[Source records]
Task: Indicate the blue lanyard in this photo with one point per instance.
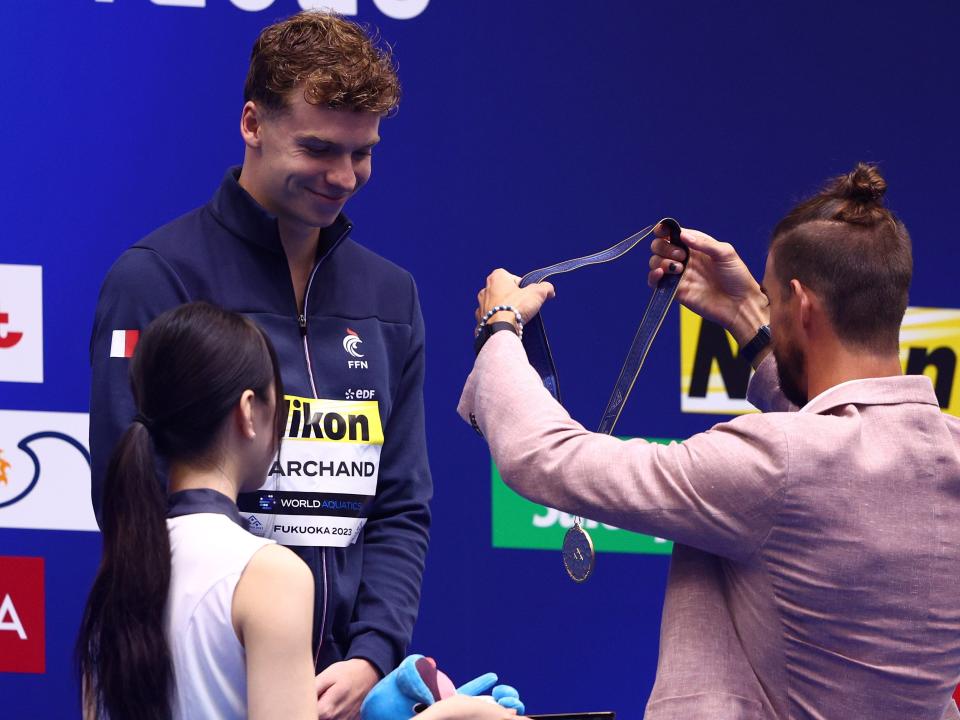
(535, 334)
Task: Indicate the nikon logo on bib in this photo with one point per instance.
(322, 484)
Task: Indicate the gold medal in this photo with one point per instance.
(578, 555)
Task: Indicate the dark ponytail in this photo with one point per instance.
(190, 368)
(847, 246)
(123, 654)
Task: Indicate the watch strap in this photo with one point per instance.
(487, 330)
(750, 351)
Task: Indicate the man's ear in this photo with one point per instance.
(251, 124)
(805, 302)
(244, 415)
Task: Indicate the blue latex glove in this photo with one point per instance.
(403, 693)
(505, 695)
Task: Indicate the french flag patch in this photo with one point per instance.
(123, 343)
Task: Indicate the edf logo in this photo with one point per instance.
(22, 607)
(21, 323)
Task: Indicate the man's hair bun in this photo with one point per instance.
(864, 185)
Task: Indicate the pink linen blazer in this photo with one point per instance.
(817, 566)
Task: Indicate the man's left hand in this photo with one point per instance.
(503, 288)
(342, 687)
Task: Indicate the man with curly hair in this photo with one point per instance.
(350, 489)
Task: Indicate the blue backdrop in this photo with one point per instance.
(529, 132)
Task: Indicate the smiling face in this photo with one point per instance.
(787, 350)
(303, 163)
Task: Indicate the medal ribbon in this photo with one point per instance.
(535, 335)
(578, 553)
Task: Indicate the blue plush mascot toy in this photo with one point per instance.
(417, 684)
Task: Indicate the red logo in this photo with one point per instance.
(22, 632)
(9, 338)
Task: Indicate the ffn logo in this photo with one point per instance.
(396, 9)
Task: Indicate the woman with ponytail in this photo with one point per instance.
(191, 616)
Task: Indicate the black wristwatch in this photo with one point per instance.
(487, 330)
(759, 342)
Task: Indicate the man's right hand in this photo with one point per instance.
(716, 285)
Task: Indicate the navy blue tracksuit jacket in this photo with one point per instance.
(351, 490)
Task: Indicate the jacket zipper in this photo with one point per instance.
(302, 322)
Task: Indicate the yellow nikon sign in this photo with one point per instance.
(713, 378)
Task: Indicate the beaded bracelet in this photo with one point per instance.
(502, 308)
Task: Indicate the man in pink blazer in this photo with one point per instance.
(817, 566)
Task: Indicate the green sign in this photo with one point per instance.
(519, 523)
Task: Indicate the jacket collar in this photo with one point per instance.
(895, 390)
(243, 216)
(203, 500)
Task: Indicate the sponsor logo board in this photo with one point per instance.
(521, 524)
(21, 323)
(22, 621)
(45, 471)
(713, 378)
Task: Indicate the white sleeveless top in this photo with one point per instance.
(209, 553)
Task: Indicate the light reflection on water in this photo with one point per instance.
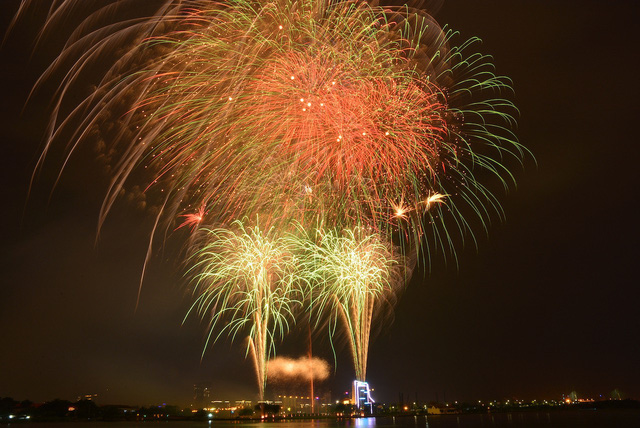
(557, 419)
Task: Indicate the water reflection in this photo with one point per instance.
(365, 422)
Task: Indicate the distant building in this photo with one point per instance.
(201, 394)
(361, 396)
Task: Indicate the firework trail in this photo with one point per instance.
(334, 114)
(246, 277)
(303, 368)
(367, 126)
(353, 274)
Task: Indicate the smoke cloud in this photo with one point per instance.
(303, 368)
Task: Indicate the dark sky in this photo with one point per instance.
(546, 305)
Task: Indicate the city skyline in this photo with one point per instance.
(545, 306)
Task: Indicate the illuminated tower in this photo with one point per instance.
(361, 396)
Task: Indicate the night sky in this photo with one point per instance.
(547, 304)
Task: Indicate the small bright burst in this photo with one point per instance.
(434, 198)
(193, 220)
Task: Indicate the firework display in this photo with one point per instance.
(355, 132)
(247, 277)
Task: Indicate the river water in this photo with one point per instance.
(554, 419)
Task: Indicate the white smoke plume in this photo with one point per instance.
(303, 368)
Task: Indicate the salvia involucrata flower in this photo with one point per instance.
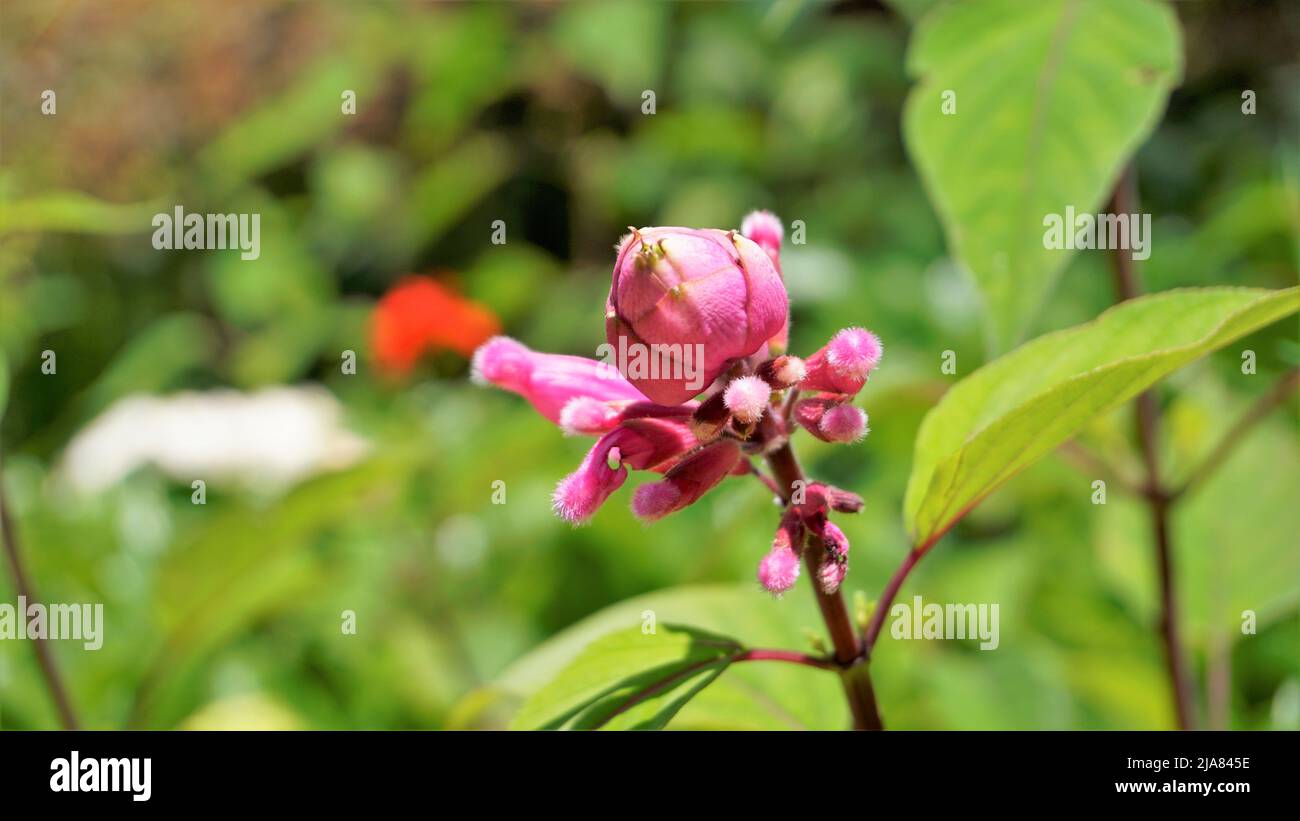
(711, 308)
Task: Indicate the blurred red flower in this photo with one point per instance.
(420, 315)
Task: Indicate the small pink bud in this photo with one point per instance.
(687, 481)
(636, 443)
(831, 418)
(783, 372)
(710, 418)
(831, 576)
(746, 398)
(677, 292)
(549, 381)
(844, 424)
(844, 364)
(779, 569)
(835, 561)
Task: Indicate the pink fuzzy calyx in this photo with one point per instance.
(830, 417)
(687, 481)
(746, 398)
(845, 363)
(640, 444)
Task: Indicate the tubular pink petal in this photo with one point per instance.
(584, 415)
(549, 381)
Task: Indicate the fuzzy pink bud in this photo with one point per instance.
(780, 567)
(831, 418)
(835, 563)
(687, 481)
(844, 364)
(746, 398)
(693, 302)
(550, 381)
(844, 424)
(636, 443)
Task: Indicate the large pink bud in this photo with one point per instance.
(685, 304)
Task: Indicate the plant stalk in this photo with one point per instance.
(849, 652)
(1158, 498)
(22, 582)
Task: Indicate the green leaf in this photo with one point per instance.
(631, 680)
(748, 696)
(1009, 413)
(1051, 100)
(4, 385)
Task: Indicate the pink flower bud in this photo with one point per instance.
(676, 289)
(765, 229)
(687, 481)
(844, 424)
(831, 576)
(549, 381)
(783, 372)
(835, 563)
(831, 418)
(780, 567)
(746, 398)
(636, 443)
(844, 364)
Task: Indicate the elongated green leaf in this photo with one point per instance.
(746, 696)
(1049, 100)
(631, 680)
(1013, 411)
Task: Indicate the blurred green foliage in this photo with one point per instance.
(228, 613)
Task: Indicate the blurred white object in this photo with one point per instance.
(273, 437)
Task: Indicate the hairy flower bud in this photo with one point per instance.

Exercise description =
Copy each line exactly, from the line containing "Task: Indicate the tubular" down to the last line of the material, and no other lines.

Solution to this problem =
Task: Indicate the tubular pink petal in this photo with one point per instance.
(584, 415)
(549, 381)
Task: Indicate the fuzzy pink bud in this photo with one point per instance.
(780, 567)
(831, 418)
(835, 563)
(687, 481)
(844, 364)
(746, 398)
(693, 302)
(550, 381)
(844, 424)
(636, 443)
Task: Indicate the large pink bud in this photo with one point per instance.
(685, 304)
Task: Indicate the plant stalk in this photo with one point per instance.
(849, 652)
(1158, 498)
(22, 582)
Task: Indicate the green leaf in this photo with one point per instance.
(631, 680)
(748, 696)
(1009, 413)
(1051, 100)
(4, 385)
Task: Indicate the pink flower bud in this photo with one point per instance.
(676, 289)
(765, 229)
(687, 481)
(844, 424)
(831, 576)
(549, 381)
(783, 372)
(835, 563)
(831, 418)
(780, 567)
(746, 398)
(636, 443)
(844, 364)
Task: Indicate the elongated green leaf in this photo with one point per instance.
(746, 696)
(1049, 100)
(631, 680)
(1013, 411)
Task: Indicate the blurred green foliage in this photo with one point per instance.
(228, 613)
Task: Indicate the blurred white object in this photo with one point per instance.
(273, 437)
Task: Indicate the hairy flower bud in this photo with one point per instance.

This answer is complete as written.